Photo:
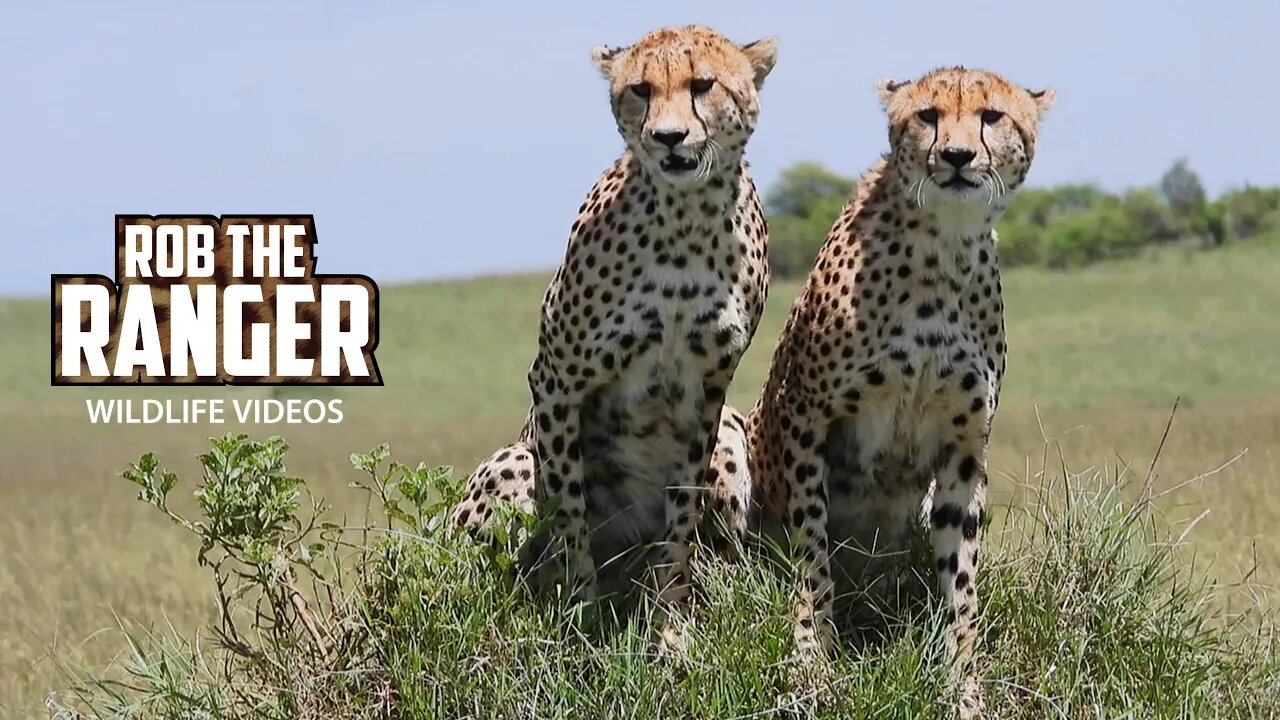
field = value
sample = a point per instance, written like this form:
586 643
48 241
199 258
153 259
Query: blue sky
452 139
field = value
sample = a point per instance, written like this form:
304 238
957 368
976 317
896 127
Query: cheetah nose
958 156
670 137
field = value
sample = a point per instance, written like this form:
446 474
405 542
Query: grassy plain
1097 360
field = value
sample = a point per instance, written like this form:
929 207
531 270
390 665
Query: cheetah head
686 99
961 136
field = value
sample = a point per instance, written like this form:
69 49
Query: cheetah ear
604 57
762 54
886 89
1043 99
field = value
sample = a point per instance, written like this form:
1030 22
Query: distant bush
1088 613
1060 227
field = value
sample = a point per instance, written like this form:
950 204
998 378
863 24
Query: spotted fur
887 374
659 292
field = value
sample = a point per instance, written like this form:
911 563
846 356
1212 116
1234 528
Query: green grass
1097 359
1089 613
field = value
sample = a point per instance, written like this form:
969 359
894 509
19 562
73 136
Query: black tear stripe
648 104
693 101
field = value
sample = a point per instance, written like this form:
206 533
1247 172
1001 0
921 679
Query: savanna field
1097 359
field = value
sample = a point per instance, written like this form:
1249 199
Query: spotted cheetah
659 292
883 386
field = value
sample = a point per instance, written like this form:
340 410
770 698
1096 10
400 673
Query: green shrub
1088 613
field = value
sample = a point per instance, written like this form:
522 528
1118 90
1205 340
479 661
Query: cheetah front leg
807 509
557 413
684 510
959 504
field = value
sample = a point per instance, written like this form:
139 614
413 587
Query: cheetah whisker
1000 178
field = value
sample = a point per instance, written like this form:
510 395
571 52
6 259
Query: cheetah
878 404
644 323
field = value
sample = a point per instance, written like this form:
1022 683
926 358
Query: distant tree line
1059 227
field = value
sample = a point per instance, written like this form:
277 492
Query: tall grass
1092 609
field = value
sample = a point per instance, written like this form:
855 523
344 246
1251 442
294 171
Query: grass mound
1089 610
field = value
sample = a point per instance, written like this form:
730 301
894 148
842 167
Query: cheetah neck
690 210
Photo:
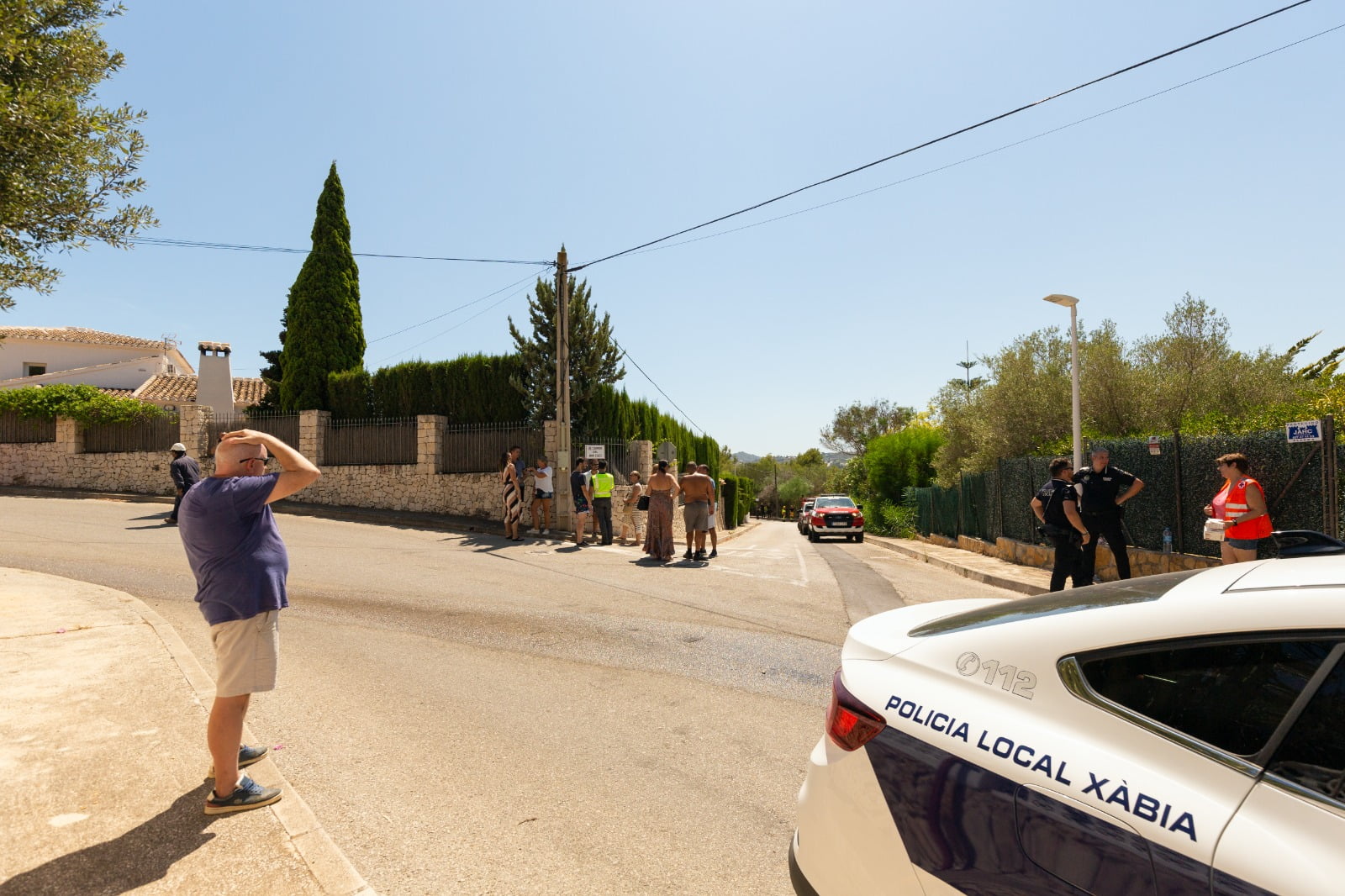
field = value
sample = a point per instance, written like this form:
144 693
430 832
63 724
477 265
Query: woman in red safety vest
1242 502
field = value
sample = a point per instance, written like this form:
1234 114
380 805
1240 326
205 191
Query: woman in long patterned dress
513 502
662 490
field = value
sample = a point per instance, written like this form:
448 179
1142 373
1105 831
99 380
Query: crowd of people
646 509
1079 509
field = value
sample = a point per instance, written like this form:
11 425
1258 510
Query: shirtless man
699 493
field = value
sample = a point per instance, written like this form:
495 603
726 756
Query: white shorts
246 654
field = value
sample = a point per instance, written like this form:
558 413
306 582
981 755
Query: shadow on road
140 856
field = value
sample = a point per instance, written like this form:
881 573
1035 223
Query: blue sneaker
246 756
246 795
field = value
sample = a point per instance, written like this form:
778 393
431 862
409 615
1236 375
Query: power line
195 244
456 326
947 136
990 152
451 311
657 385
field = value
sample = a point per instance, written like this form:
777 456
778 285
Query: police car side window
1313 754
1227 694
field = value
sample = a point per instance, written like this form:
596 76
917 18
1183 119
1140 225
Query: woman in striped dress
513 499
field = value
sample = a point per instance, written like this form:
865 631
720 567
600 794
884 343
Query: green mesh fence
936 510
1179 482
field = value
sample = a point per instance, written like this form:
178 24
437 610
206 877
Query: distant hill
836 459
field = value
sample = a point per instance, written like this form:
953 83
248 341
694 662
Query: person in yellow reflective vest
603 486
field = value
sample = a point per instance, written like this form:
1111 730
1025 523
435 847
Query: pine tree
595 360
323 329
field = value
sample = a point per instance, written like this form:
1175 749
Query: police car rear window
1114 593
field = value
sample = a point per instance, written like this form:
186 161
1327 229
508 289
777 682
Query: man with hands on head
240 562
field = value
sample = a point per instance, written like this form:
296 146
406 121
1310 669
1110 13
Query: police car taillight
851 724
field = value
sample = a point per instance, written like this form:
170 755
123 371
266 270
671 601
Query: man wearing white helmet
186 472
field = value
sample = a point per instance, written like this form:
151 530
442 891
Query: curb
974 575
324 860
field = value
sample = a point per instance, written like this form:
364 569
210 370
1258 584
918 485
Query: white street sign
1304 430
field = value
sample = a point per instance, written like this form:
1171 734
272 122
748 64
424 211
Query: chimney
214 380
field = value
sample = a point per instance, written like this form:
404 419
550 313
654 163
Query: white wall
57 356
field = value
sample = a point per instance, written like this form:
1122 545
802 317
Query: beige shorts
697 515
246 654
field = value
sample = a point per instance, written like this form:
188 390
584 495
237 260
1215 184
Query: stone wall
1142 561
416 488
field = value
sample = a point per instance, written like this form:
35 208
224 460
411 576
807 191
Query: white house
127 366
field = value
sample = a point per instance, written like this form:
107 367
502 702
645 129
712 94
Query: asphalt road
474 716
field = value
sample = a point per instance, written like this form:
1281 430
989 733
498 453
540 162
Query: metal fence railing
622 456
26 430
369 441
1179 482
477 447
147 435
284 427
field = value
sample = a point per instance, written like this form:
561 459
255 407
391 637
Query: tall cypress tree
323 329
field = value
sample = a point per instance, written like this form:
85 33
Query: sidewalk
103 748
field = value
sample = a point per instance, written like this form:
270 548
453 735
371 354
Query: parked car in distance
1174 735
802 519
834 515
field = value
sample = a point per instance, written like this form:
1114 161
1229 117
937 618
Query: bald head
235 459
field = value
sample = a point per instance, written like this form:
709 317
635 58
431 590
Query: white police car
1161 736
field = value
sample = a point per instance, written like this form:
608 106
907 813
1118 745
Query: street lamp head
1062 300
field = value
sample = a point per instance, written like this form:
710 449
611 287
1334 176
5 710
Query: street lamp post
1069 302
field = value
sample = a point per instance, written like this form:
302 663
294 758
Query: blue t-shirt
233 546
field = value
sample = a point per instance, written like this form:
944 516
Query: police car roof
1273 595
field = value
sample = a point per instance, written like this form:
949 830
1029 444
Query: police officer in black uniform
1055 506
1103 490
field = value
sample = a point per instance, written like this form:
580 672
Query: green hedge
85 403
472 389
615 414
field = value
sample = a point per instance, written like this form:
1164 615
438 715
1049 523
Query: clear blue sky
502 131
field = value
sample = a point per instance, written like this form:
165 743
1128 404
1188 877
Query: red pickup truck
833 515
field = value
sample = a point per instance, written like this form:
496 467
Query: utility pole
562 390
968 365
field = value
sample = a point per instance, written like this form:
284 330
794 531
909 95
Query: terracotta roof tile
182 390
78 334
249 390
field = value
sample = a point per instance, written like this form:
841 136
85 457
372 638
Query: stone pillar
313 434
69 436
430 444
645 459
194 430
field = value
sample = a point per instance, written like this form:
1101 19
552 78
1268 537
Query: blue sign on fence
1304 430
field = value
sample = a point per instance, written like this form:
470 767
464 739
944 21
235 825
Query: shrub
85 403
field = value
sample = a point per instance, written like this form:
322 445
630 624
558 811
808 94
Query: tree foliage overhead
323 331
1185 378
595 360
65 161
858 424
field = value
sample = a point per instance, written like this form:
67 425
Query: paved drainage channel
864 591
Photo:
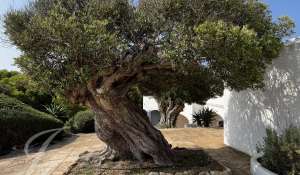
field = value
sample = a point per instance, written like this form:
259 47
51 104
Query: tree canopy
71 42
95 51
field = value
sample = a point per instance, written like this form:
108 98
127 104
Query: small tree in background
204 117
94 51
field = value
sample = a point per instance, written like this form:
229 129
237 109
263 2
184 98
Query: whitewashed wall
248 113
217 104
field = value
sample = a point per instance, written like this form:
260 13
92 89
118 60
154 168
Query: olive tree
94 51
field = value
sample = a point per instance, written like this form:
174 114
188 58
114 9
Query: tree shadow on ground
55 144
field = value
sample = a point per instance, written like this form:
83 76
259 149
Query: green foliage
21 87
83 121
204 117
58 111
69 44
281 153
18 122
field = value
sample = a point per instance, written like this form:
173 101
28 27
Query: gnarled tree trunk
169 111
127 131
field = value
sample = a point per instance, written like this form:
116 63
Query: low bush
83 122
18 122
281 153
204 117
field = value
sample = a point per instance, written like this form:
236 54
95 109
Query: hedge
18 122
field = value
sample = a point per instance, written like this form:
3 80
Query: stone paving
62 155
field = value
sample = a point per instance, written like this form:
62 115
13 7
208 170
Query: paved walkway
60 156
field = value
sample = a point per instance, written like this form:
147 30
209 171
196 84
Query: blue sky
8 52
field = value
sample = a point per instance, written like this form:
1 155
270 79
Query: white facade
217 104
248 113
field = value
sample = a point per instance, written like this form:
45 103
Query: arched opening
181 121
154 117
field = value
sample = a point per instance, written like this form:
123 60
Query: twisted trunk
127 131
169 112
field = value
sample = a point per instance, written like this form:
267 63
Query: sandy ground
58 158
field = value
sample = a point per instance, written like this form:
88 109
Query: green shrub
83 121
204 117
18 122
281 153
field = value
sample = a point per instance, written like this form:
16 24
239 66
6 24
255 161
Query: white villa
248 113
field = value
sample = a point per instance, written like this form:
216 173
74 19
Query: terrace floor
62 155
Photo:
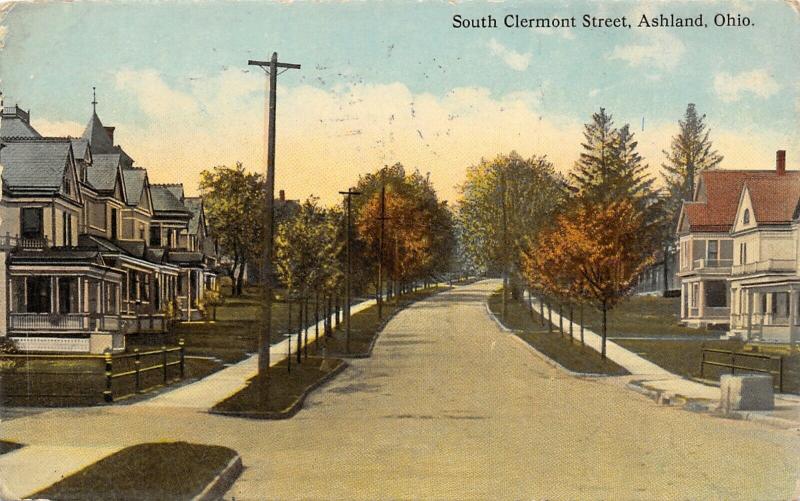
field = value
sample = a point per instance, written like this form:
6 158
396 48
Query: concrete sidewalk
650 377
205 393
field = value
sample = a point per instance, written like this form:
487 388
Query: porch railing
713 263
63 322
777 265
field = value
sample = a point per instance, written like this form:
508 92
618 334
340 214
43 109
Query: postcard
400 250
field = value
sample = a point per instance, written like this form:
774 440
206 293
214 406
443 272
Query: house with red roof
738 260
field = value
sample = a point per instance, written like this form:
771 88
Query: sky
387 82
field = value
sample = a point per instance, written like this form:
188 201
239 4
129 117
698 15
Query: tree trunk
605 324
316 322
571 324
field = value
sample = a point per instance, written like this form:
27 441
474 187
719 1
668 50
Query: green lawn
6 446
568 353
643 316
284 388
365 325
171 470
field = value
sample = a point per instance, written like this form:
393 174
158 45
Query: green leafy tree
234 204
504 203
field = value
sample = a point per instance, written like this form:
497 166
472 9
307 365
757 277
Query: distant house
93 252
738 255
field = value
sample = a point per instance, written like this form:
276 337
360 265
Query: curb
290 411
380 329
217 488
538 353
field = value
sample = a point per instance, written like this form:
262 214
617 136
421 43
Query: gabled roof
195 206
102 174
35 165
717 196
135 179
80 148
164 200
15 122
774 199
97 136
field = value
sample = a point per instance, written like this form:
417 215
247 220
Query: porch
63 308
705 302
767 312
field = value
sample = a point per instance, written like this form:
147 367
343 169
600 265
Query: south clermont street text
590 21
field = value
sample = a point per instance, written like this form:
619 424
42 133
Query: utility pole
350 193
505 245
383 220
271 68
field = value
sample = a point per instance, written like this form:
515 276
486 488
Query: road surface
450 407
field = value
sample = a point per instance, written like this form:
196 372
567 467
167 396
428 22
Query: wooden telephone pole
350 193
383 220
271 68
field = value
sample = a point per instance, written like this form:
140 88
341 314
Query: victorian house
739 260
93 253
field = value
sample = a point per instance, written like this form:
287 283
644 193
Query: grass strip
171 470
570 354
285 389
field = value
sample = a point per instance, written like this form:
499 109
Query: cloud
513 59
731 87
661 50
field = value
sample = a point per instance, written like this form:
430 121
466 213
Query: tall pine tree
691 152
610 168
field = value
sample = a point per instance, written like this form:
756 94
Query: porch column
701 300
684 299
80 294
793 295
127 291
53 295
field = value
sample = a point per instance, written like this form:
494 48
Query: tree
609 167
418 236
691 152
234 204
593 254
505 202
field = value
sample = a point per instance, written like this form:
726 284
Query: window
155 235
38 295
66 228
716 294
713 250
67 295
32 223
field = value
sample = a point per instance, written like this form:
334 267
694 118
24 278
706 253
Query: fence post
136 364
702 360
164 362
182 351
108 396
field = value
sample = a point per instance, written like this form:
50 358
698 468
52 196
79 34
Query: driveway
450 407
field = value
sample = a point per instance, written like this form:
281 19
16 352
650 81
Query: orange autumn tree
593 254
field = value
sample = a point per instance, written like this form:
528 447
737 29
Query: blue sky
393 81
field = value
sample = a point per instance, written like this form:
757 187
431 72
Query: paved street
451 407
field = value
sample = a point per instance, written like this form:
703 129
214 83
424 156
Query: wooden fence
57 380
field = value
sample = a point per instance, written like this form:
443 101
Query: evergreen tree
610 168
691 152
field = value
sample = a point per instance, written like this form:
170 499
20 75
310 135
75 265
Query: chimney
780 162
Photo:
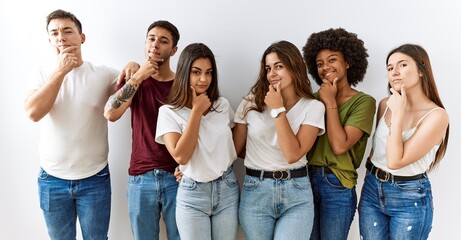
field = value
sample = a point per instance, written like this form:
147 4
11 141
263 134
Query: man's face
159 44
63 33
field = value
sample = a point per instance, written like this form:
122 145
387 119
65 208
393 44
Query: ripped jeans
395 209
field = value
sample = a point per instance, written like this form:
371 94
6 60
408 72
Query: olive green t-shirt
359 112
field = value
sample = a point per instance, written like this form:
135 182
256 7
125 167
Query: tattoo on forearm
122 95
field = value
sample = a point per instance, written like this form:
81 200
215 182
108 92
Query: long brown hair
180 93
420 56
291 57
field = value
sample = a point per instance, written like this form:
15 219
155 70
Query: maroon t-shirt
146 154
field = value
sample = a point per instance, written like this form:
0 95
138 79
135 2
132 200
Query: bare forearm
394 145
121 100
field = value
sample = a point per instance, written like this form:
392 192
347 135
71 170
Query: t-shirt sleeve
239 114
166 123
231 116
315 116
362 116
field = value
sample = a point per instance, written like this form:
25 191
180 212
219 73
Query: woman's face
276 72
200 75
331 65
402 70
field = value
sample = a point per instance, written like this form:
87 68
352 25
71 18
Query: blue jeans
395 210
276 209
149 195
334 207
208 210
62 201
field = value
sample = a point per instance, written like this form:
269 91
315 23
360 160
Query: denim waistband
384 176
278 174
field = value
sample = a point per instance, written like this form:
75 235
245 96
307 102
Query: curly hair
341 40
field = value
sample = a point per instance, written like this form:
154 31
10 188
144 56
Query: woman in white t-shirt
276 125
410 138
195 125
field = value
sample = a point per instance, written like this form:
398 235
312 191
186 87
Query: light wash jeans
150 195
334 207
276 209
62 201
395 210
206 211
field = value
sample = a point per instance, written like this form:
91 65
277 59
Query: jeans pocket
415 185
301 182
187 183
250 183
333 181
103 173
133 179
42 174
230 179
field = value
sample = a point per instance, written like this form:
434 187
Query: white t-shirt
262 149
215 150
379 150
73 135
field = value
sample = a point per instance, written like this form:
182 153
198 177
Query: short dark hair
57 14
168 26
340 40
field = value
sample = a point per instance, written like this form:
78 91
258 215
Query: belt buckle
386 177
274 175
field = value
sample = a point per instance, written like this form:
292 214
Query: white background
238 32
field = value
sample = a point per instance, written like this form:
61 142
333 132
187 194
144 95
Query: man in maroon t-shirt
152 186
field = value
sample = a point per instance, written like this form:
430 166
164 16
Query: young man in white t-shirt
68 101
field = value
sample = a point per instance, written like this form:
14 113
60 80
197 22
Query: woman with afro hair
337 60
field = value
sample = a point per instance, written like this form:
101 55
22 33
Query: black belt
384 176
278 174
318 169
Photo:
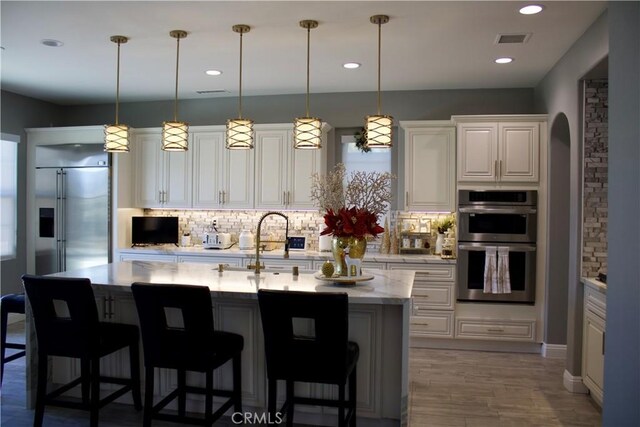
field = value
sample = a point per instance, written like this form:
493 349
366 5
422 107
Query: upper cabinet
163 178
499 149
222 178
283 174
429 177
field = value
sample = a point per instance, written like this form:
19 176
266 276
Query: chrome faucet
257 267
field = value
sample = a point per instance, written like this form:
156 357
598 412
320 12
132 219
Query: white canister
246 240
324 244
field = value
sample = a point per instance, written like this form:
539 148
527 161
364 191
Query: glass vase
355 247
══════════════════════════════
Directions for this task – Would you restate word for word only the lines from the line with "Query: man in maroon t-shirt" to the last line above, with the pictures left out?

Solution to the exercise –
Query: man in maroon t-shirt
152 186
field = value
sample = a point per instance, written like this form:
430 166
164 16
Query: young man in white t-shirt
68 101
field = value
sample = a point per instance, written like this form:
14 113
60 80
197 22
Query: woman with afro hair
337 60
field = value
sample = a point per instance, written like this form:
101 55
22 33
Query: black belt
384 176
278 174
318 169
Photo:
field = value
sample = a point per instance, written like this form:
493 349
366 5
422 107
Query: upper cabinet
163 178
499 149
222 178
283 174
429 177
field = value
sample = a point per instance, written like this form:
19 176
266 276
Query: chrome faucet
257 267
field = value
sample = a point per instance, written like this form:
156 357
598 412
320 12
132 219
Query: white canister
246 240
324 244
field = value
sample = a point per instance, written like this form:
539 148
527 161
364 191
Query: glass vase
355 247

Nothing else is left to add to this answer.